***** Texto mostrado

Tuve la fortuna de recibir un cariño y paciencia enorme por parte de ese gran ser humano. Fue mi protectora. Era un niño problema. Muy inquieto y distraído en clases. Ella me dio confianza. Creía en mí. Su protección me salvó muchas veces de expulsiones, ella era la directora de primaria. Un día se enteró que me «eché la vaca», así como le decíamos en Torreón al irse de pinta. Al día siguiente me vio y me dijo muy seria: «a la próxima te pongo gendarmes».
Organizaba concursos en clases de historia de México. Preguntas. Todavía recuerdo aquella final en que mi gusto por la historia me llevó hasta esa instancia. Mi rival, era mi compañero genial y niño prodigio del Estado de Coahuila, Héctor Murra QEPD. Héctor ganó cantidad de concursos regionales y estatales de aprovechamiento escolar. Tuvo como premio venir a la Ciudad de México a saludar, con otros niños brillantes de la república, al entonces presidente Luis Echeverría Álvarez.
El caso es que en aquella final me enfrenté a Héctor. El triunfo se daba por descontado. Las simpatías de mis compañeros eran para mí por ser el débil. Toma y daca. Nadie cedía. Hasta que llegó esa pregunta que hizo la señora Castro a Héctor: ¿Quién organizó la junta de Zitácuaro? Vi que Héctor palideció, se mordió los labios, dijo en pregunta, «¿la junta de Zitácuaro?» «Yo», dije de inmediato, ansioso, «Yo maestra, yo me la sé». «Espérate Raúl», dijo la señora Castro, «¿la sabes Héctor?», lo inquirió, «No», contestó Héctor entre dientes y molesto. «Tienes la respuesta Raúl», «si maestra», dije, quemándoseme las habas por sentir el triunfo.

**********
***** Filas almacenadas

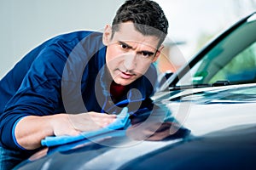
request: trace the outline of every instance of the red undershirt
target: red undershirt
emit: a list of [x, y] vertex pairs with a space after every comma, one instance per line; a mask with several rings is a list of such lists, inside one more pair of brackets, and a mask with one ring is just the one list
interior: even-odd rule
[[110, 85], [110, 94], [112, 94], [113, 100], [119, 100], [126, 93], [126, 86], [122, 86], [113, 82]]

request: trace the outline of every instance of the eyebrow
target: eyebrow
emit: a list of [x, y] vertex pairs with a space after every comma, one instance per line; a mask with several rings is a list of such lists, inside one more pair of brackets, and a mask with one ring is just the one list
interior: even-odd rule
[[[119, 41], [119, 43], [120, 43], [120, 44], [124, 44], [124, 45], [127, 46], [127, 48], [131, 48], [131, 49], [132, 49], [132, 48], [132, 48], [131, 45], [129, 45], [129, 44], [125, 43], [125, 42]], [[145, 50], [139, 51], [139, 53], [147, 53], [147, 54], [148, 54], [149, 55], [154, 55], [154, 52], [152, 52], [152, 51], [145, 51]]]

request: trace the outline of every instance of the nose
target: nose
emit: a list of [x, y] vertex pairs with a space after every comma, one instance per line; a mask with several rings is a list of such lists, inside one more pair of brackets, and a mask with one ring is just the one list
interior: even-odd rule
[[124, 59], [124, 66], [126, 71], [133, 71], [137, 65], [137, 60], [136, 57], [137, 54], [130, 54], [125, 56]]

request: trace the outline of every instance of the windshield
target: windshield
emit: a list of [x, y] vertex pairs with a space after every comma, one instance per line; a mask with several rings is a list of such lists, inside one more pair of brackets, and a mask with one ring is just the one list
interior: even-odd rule
[[256, 21], [236, 29], [195, 65], [177, 86], [256, 82]]

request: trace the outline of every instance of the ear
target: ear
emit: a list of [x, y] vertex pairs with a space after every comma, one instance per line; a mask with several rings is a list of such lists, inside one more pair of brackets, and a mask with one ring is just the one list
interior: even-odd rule
[[154, 55], [154, 58], [152, 60], [152, 63], [155, 62], [158, 60], [159, 56], [161, 54], [161, 51], [163, 48], [164, 48], [164, 45], [160, 45], [160, 47], [156, 51], [156, 54]]
[[107, 46], [111, 40], [111, 36], [112, 36], [112, 28], [109, 25], [107, 25], [105, 26], [103, 37], [102, 37], [102, 42], [105, 46]]

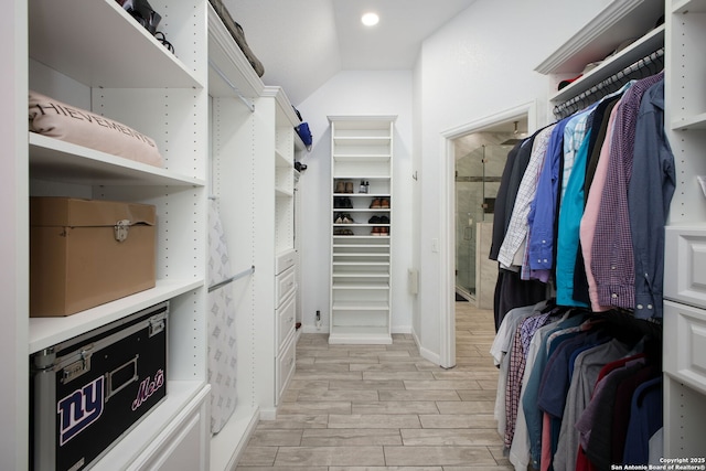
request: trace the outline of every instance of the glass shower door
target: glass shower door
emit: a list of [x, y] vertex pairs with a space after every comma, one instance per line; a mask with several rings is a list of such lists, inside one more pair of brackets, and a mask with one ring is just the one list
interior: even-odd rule
[[456, 161], [456, 290], [477, 295], [479, 223], [493, 221], [500, 179], [512, 146], [484, 144]]

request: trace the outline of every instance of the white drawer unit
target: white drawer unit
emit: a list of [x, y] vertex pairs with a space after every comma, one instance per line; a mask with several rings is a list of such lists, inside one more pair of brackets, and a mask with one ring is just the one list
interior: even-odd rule
[[295, 330], [296, 323], [296, 293], [291, 293], [289, 298], [277, 309], [277, 345], [281, 350], [289, 334]]
[[277, 308], [279, 308], [297, 287], [297, 272], [295, 267], [289, 267], [284, 272], [277, 275], [275, 283], [277, 290]]
[[277, 403], [281, 400], [281, 396], [289, 384], [289, 379], [295, 373], [295, 352], [297, 342], [295, 335], [290, 335], [286, 345], [277, 355]]
[[706, 308], [706, 227], [666, 227], [665, 246], [664, 298]]
[[275, 261], [275, 274], [279, 275], [289, 267], [293, 267], [297, 264], [297, 251], [287, 250], [277, 256]]
[[706, 393], [706, 309], [664, 302], [664, 371]]

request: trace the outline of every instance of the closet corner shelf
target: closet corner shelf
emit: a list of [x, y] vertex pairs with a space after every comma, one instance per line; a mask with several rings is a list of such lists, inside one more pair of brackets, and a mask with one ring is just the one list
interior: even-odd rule
[[674, 2], [672, 6], [672, 11], [674, 13], [688, 13], [688, 12], [698, 12], [703, 13], [706, 11], [706, 0], [681, 0]]
[[622, 41], [650, 31], [663, 12], [662, 0], [612, 0], [535, 71], [544, 75], [580, 72]]
[[702, 113], [692, 117], [676, 118], [672, 120], [672, 129], [674, 129], [675, 131], [706, 129], [706, 113]]
[[[239, 97], [252, 105], [263, 94], [265, 84], [223, 24], [211, 2], [208, 9], [208, 94], [221, 98]], [[253, 108], [250, 108], [252, 110]]]
[[100, 152], [60, 139], [29, 133], [32, 178], [89, 185], [204, 186], [202, 179]]
[[[592, 71], [582, 75], [577, 81], [574, 81], [568, 86], [561, 88], [559, 92], [549, 97], [549, 100], [557, 103], [565, 101], [568, 98], [575, 97], [580, 93], [588, 90], [597, 83], [619, 73], [628, 65], [633, 64], [648, 56], [650, 53], [659, 50], [662, 45], [664, 45], [664, 24], [650, 31], [648, 34], [630, 44], [613, 57], [607, 58]], [[573, 73], [579, 72], [575, 71]]]
[[30, 353], [106, 325], [141, 309], [202, 287], [203, 280], [157, 280], [146, 291], [63, 318], [30, 318]]
[[30, 57], [75, 81], [94, 88], [205, 86], [115, 1], [33, 0], [28, 6]]

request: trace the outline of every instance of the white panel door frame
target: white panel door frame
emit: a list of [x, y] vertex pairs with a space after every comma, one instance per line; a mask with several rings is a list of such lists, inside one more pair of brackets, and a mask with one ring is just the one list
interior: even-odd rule
[[442, 240], [440, 250], [440, 280], [439, 290], [439, 361], [440, 366], [450, 368], [456, 366], [456, 247], [454, 214], [456, 214], [456, 154], [453, 141], [471, 132], [481, 132], [496, 125], [527, 118], [527, 129], [533, 132], [537, 128], [537, 104], [536, 101], [525, 103], [495, 115], [472, 121], [447, 131], [441, 132], [441, 174], [443, 175], [441, 185], [441, 227], [440, 239]]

**********

--- Instrucciones ---
#1 Responde según el texto mostrado:
(a) ¿Qué cargo tenía en la escuela la protectora de quien narra?
(b) ¿De qué estado era niño prodigio Héctor Murra?
(c) ¿Qué pregunta le hizo la señora Castro a Héctor en la final?
#2 Extrae del texto mostrado, sin cambiar nada, todo lo que va desde "El caso es que" hasta "sentir el triunfo.".

--- Respuestas ---
#1
(a) Era la directora de primaria.
(b) Del Estado de Coahuila.
(c) ¿Quién organizó la junta de Zitácuaro?

#2
El caso es que en aquella final me enfrenté a Héctor. El triunfo se daba por descontado. Las simpatías de mis compañeros eran para mí por ser el débil. Toma y daca. Nadie cedía. Hasta que llegó esa pregunta que hizo la señora Castro a Héctor: ¿Quién organizó la junta de Zitácuaro? Vi que Héctor palideció, se mordió los labios, dijo en pregunta, «¿la junta de Zitácuaro?» «Yo», dije de inmediato, ansioso, «Yo maestra, yo me la sé». «Espérate Raúl», dijo la señora Castro, «¿la sabes Héctor?», lo inquirió, «No», contestó Héctor entre dientes y molesto. «Tienes la respuesta Raúl», «si maestra», dije, quemándoseme las habas por sentir el triunfo.